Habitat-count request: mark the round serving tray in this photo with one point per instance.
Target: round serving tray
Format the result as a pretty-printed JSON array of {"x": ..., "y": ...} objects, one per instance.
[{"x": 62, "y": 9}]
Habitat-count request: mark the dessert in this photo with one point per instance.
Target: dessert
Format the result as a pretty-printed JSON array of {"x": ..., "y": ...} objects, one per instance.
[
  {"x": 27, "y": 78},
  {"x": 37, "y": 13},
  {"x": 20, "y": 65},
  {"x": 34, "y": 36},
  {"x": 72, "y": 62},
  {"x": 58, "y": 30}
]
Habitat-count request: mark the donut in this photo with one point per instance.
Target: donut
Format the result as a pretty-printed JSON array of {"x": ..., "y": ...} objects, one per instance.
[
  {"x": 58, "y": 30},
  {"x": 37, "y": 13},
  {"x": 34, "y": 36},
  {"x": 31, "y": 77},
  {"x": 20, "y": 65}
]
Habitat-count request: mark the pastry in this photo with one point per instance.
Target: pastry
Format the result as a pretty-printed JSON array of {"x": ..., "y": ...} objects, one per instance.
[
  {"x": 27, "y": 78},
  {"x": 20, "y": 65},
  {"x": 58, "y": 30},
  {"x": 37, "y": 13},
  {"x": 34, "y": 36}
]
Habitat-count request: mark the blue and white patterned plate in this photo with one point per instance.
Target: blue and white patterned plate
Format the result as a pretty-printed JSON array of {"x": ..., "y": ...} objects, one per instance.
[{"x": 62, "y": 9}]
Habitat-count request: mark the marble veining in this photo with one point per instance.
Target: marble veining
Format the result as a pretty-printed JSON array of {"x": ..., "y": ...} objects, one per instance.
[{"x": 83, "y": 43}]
────
Each line of the material should be echoed exactly.

Habitat-count request: mark the round serving tray in this photo with one point per instance.
Target: round serving tray
Format the result as a pretty-printed JSON array of {"x": ..., "y": ...} objects, one per instance.
[{"x": 62, "y": 9}]
Habitat-count request: mark the dessert in this photo with one point per instance.
Target: dessert
Format the result as a pretty-printed JSON array of {"x": ..., "y": ...} objects, one per instance.
[
  {"x": 27, "y": 78},
  {"x": 37, "y": 13},
  {"x": 20, "y": 65},
  {"x": 34, "y": 36},
  {"x": 72, "y": 62},
  {"x": 58, "y": 30}
]
Habitat-count request: mark the donut in this photo with one point per instance.
Target: donut
Format the result as a pretty-printed JSON array of {"x": ..., "y": ...} objects, one per instance.
[
  {"x": 58, "y": 30},
  {"x": 37, "y": 13},
  {"x": 34, "y": 36},
  {"x": 31, "y": 77},
  {"x": 20, "y": 65}
]
Habitat-count request: mark the pastry in this photo with one point per instance.
Target: pastry
Format the result as a pretty-printed JSON array of {"x": ..., "y": ...} objects, one per instance.
[
  {"x": 27, "y": 78},
  {"x": 20, "y": 65},
  {"x": 58, "y": 30},
  {"x": 37, "y": 13},
  {"x": 34, "y": 36}
]
Habitat-count request: mark the blue and white patterned plate in this photo with one point per instance.
Target: blue and white patterned plate
Format the result as a pretty-printed JSON array of {"x": ..., "y": ...} objects, one per instance.
[{"x": 62, "y": 9}]
Habitat-count request: mark the marble veining in this photo with one point per instance.
Target: marble veining
Format the result as a pretty-printed JSON array of {"x": ..., "y": ...} objects, one per instance.
[{"x": 83, "y": 43}]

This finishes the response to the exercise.